À FAIRE
**A.** D'après le texte sur l'avant-projet de LSI, à quelle date le Premier ministre Édouard Balladur a-t-il signé la circulaire citée ?
**B.** Recopiez fidèlement, dans le texte sur l'avant-projet de LSI, le passage allant de « LE TEXTE PUBLIÉ » jusqu'à « somme toute, cohérentes. » inclus.
**C.** Poursuivez le texte sur l'avant-projet de LSI à partir de sa dernière phrase.

EXTRAIT SOURCE
══════

Avant-projet LSI : un nouvel accès aux données publiques Note concernant le chapitre II, articles 3 à 6 de l'avant-projet de loi



La publication officielle sur le site du ministère de l'Économie, des Finances et de l'Industrie, en avril dernier, de l'avantprojet de loi sur la société de l'information (LSI), lève enfin le voile sur les tenants et aboutissants d'une politique gouvernementale d'accès aux données publiques très attendue.

 

LE TEXTE PUBLIÉ est la dernière mouture d'un grand projet qui a dû faire face à de nombreux arbitrages, tenir compte des fortes demandes de groupes de pressions aux intérêts opposés et naviguer sous l'œil inquisiteur de l'Union européenne et dans le cadre de ses directives ou de ses projets. Bref, après ce parcours difficile, on pourrait s'attendre à trouver un texte en manteau d'Arlequin, or on est agréablement surpris de découvrir un ensemble de mesures, somme toute, cohérentes.
Reste que l'on regrettera l'absence de dispositions attendues concernant, par exemple, les droits d'auteur. Mais le périmètre de ce texte risque encore de bouger. Le projet de loi devrait être présenté prochainement en Conseil des ministres et son vote, au dire des observateurs, n'interviendra qu'après la prochaine législature, soit dans au moins un an.
Pour chaque domaine traité par le projet de loi, l'analyse des travaux préparatoires et des nombreuses versions du texte qui se sont succédé, amène un éclairage intéressant sur la volonté politique des rédacteurs du projet. C'est notamment le cas pour son chapitre II “Accès aux données publiques”.
L'aménagement de l'accès aux données publiques a donné lieu à de nombreuses analyses. Un sujet longuement débattu est celui du risque de concurrence déloyale que pourrait entraîner la commercialisation de ces données par l'administration en charge de les produire (1). Plusieurs circulaires avaient appelé, sans grand succès, le secteur public à plus de retenue dans ce domaine.
La plus célèbre d'entre elles, signée par le Premier ministre Édouard Balladur le 14 février 1994 (2), soulignait qu'en matière de diffusion de données publiques, le “faire faire” sera généralement préférable au “faire”. Chargé par le Commissariat général du plan d'une large réflexion sur la “diffusion des données publiques et la révolution numérique”, le Président Mandelkern a rendu son rapport le 16 novembre 1999 ; celuici constitue l'une des bases du chapitre II de l'avant-projet de LSI (3).
Au vu de tout ce qui précède, l'analyse du projet appelle une réflexion préliminaire.

══════

(Entrées d'annotation de coordonnées)
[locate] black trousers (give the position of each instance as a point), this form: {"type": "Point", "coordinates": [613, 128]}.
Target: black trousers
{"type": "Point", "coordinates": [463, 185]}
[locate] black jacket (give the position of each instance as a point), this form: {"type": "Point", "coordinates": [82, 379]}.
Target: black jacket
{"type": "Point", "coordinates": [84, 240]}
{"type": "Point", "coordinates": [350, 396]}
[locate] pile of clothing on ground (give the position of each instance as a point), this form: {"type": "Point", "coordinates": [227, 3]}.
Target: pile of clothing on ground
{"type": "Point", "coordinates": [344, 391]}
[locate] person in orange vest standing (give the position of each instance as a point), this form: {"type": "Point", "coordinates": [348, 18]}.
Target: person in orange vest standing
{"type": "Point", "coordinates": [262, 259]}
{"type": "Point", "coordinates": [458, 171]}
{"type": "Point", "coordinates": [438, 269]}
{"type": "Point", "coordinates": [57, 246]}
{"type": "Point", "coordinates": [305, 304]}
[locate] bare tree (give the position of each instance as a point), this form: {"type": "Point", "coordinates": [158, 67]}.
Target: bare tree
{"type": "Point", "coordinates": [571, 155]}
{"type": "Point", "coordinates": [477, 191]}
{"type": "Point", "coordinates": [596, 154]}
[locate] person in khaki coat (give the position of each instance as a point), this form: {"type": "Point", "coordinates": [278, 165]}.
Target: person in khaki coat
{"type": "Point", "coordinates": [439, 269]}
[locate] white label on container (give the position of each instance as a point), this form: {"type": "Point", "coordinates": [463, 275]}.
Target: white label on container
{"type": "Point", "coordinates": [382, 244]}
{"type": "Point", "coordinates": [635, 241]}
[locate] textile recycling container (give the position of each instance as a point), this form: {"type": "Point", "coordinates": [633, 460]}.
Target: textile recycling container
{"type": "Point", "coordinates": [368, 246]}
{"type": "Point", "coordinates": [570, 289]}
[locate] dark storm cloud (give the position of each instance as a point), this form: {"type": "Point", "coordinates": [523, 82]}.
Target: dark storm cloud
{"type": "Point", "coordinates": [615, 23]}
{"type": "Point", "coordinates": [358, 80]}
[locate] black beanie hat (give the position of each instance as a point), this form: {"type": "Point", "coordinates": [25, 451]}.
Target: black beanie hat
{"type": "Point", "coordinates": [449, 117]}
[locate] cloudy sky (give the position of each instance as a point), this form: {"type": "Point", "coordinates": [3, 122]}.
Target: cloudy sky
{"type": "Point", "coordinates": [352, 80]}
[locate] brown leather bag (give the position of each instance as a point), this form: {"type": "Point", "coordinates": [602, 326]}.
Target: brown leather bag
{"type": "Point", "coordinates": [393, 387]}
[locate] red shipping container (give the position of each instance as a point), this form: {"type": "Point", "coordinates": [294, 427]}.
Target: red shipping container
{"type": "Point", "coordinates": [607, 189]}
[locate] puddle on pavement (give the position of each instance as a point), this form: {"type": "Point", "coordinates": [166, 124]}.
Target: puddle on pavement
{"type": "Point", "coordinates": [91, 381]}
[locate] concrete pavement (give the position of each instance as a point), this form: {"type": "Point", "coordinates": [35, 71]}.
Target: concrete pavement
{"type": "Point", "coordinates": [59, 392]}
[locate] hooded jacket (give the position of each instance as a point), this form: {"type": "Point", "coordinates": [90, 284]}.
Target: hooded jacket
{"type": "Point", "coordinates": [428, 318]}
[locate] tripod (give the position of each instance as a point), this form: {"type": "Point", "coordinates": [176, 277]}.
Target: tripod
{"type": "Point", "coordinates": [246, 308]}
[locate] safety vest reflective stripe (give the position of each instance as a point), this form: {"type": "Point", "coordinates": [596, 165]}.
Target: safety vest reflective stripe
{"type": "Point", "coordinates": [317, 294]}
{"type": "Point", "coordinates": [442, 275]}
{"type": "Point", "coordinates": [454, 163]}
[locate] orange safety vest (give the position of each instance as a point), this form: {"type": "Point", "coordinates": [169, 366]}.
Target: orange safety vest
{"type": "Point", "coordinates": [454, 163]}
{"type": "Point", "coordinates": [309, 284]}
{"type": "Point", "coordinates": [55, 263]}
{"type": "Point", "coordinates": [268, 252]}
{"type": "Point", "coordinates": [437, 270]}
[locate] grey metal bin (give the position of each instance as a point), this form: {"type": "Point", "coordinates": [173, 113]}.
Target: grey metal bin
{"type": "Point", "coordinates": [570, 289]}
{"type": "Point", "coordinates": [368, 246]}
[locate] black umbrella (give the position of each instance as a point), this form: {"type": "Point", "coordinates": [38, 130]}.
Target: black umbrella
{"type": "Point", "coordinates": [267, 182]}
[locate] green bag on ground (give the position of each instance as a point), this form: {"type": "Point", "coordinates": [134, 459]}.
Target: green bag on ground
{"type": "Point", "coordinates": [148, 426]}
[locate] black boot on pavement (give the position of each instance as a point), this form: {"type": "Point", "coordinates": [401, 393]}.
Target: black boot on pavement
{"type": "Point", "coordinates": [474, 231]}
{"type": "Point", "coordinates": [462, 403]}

══════

EXERCICES CORRIGÉS
**A.** Le 14 février 1994.

**B.**
LE TEXTE PUBLIÉ est la dernière mouture d'un grand projet qui a dû faire face à de nombreux arbitrages, tenir compte des fortes demandes de groupes de pressions aux intérêts opposés et naviguer sous l'œil inquisiteur de l'Union européenne et dans le cadre de ses directives ou de ses projets. Bref, après ce parcours difficile, on pourrait s'attendre à trouver un texte en manteau d'Arlequin, or on est agréablement surpris de découvrir un ensemble de mesures, somme toute, cohérentes.

**C.**
Il n'est plus fait référence, en effet, aux diffuseurs institutionnels (Journal officiel, Imprimerie nationale, Documentation française, Réunion des musées nationaux, IFEN…), contrairement aux textes et rapports préparatoires. Ceux-ci sont donc traités dans l'avant-projet de loi sur le même plan que les autres institutions (publiques ou privées) chargées d'une mission de service public et détenant/produisant des données publiques.
Ce qui ne veut pas dire qu'aucune disposition particulière ne s'applique à eux. Seulement, celles-ci ne relèvent pas du domaine législatif, mais plutôt des circulaires. Certaines existent déjà, elles encadrent leur mission de diffuseur public (4). Il existe également dans l'avant-projet de LSI une double ambiguïté apparente, d'une part, de définition et, d'autre part, d'accessibilité. L'idée qui est développée est que les données

essentielles sont mises en ligne gratuitement sur l'internet pour le public (art. 4 II et III) et sous certaines conditions déontologiques et potentiellement financières pour un secteur marchand intéressé par leur valorisation et leur exploitation. Les autres données (considérées comme non essentielles) sont mises à disposition directement par les administrations ou par l'intermédiaire de tiers privés, à des conditions pouvant inclure une valorisation financière. Une institution de médiation, veillant à l'équilibre des règles économiques, devrait être créée.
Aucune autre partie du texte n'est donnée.